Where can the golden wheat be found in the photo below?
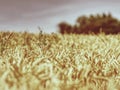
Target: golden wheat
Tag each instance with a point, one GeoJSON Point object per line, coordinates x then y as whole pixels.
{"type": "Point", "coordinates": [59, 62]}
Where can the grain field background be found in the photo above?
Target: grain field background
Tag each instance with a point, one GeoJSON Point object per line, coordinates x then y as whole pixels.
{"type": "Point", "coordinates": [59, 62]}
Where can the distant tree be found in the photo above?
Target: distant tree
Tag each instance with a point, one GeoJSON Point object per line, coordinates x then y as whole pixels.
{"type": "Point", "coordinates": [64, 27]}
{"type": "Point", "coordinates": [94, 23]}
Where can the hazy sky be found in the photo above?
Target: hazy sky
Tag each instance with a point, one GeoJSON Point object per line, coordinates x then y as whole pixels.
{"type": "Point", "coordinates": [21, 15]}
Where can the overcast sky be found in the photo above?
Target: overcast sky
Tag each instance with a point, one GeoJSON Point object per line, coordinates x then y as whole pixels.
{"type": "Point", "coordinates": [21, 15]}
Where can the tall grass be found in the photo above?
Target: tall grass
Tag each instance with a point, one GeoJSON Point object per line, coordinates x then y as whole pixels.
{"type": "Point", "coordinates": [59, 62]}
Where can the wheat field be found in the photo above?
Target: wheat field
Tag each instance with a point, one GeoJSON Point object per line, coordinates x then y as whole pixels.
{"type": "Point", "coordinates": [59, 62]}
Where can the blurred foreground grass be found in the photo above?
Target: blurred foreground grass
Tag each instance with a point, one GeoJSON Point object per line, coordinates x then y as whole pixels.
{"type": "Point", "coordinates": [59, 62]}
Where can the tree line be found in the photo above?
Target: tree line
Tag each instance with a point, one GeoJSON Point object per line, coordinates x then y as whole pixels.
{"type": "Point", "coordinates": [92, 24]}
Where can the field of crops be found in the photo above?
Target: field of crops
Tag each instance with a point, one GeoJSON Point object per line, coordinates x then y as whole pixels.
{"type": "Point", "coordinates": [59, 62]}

(WHAT THE TASK ASKS)
Change "Tag each instance" to "Mark each instance" in the stretch of data from the line containing "Where can the overcast" through the end, and give back only those lines with nothing else altered.

(THE COMPLETED TASK)
Where can the overcast sky be found in the photo above?
Target: overcast sky
Mark each instance with a point, one GeoJSON Point object per line, coordinates x then y as whole pixels.
{"type": "Point", "coordinates": [21, 15]}
Where can the tall grass be found in the photo above?
Target: tall grass
Mark each instance with a point, one GeoJSON Point object per line, coordinates x then y as whole pixels.
{"type": "Point", "coordinates": [59, 62]}
Where can the wheat field be found in the photo above?
Target: wheat field
Mark each instance with a point, one GeoJSON Point object per line, coordinates x then y as whole pixels.
{"type": "Point", "coordinates": [59, 62]}
Where can the blurred foreground grass be found in the photo above?
Target: blurred foreground grass
Mark each instance with a point, one GeoJSON Point object per line, coordinates x then y as whole pixels.
{"type": "Point", "coordinates": [59, 62]}
Where can the tree line be found in the photo above?
Target: tree line
Mark each instance with a point, one GeoJSON Point object per line, coordinates x then y as whole pixels.
{"type": "Point", "coordinates": [92, 24]}
Where can the field of crops be found in the photo above?
Target: field of crops
Mark each instance with a point, one GeoJSON Point object per line, coordinates x then y as whole pixels.
{"type": "Point", "coordinates": [59, 62]}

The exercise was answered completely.